##### Input records

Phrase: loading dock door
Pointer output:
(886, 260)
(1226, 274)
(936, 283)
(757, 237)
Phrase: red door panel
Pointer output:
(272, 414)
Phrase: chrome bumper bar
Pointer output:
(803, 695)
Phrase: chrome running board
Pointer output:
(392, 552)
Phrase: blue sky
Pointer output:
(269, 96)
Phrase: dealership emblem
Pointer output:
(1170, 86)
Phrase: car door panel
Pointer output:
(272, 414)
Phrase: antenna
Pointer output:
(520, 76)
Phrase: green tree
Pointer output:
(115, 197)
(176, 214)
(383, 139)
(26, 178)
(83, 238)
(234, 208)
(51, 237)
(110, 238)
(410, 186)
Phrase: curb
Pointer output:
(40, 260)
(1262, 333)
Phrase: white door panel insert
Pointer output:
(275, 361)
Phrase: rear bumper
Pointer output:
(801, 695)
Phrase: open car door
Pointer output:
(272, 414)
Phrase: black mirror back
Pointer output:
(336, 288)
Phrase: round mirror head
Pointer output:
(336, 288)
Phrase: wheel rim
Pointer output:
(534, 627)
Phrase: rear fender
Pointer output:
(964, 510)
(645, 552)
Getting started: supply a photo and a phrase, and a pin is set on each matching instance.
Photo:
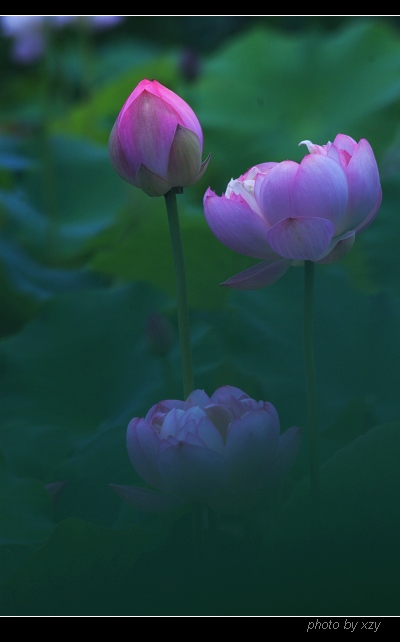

##########

## [Aim]
Give back every line of the records above word for word, but leave out the pictures.

## [Solution]
Phrase: loading dock door
Pointer output:
(886, 260)
(1226, 274)
(936, 283)
(757, 237)
Phrase: red door panel
Pointer output:
(272, 414)
Phrase: chrome bumper bar
Pointer output:
(803, 695)
Phrase: chrome running board
Pointer output:
(392, 552)
Phrase: blue sky
Pointer output:
(269, 96)
Phrase: dealership emblem
Pointer output:
(1170, 86)
Phrase: car door panel
Pointer output:
(272, 414)
Phrase: antenna
Pointer output:
(520, 76)
Phrase: green tree
Pointer output:
(115, 197)
(176, 214)
(383, 139)
(26, 178)
(83, 238)
(234, 208)
(51, 237)
(110, 238)
(410, 186)
Phrase: curb
Pointer output:
(40, 260)
(1262, 333)
Phrase: white door panel insert
Pointer output:
(275, 361)
Phrase: rear bumper
Pointer output:
(801, 695)
Phrase: open car door
Pointer output:
(272, 414)
Phrase: black mirror back
Pointer output:
(336, 288)
Phrase: round mirror head
Pointer output:
(336, 288)
Phrase: wheel rim
Pointer output:
(534, 627)
Phrase: rear fender
Pointer output:
(964, 510)
(645, 552)
Getting started: supply a photo and a phrase, and a pin is set on each matching instance.
Photo:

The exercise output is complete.